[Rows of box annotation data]

+++

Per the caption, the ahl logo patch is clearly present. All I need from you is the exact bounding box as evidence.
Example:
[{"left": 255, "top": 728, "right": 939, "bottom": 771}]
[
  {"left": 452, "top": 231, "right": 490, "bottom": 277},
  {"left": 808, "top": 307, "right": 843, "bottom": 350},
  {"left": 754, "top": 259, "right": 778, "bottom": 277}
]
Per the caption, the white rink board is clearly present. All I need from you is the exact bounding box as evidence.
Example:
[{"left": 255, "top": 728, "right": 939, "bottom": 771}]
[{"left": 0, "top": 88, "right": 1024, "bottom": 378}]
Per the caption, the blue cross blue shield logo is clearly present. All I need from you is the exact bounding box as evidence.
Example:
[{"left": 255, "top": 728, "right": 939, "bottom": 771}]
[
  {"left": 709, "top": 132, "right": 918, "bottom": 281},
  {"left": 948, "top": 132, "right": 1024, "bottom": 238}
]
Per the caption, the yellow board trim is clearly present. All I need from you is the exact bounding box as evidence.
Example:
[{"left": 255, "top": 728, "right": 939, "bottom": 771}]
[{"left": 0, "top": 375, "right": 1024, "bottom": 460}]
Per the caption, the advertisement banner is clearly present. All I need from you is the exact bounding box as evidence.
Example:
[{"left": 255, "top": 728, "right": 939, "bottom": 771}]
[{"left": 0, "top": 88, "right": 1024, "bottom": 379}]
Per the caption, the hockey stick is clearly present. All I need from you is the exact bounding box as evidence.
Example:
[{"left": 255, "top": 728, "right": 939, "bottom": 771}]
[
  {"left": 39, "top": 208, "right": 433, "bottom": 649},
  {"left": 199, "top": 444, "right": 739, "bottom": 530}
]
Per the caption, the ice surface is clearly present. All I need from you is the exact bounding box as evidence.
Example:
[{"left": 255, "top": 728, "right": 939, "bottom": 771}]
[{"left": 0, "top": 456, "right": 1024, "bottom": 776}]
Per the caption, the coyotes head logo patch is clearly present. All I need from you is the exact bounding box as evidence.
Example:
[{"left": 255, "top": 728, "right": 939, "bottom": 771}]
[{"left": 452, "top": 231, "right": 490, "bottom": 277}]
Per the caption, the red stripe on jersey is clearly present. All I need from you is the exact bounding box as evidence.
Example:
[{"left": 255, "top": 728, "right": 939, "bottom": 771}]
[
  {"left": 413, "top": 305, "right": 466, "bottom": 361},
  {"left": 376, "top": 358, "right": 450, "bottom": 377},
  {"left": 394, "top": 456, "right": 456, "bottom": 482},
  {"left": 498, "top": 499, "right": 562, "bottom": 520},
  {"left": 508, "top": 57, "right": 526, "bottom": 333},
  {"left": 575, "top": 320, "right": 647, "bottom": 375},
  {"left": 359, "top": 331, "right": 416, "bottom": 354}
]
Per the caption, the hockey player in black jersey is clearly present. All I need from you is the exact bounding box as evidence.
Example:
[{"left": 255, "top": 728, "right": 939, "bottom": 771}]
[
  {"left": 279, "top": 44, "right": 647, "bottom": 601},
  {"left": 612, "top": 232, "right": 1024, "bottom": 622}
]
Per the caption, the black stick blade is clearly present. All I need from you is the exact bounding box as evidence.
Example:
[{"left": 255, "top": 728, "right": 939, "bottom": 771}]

+++

- **Task description**:
Count the lines in the items above that contain the string "exact", treating uppercase and lowercase as different, and reply with the number alone.

- **Task result**:
11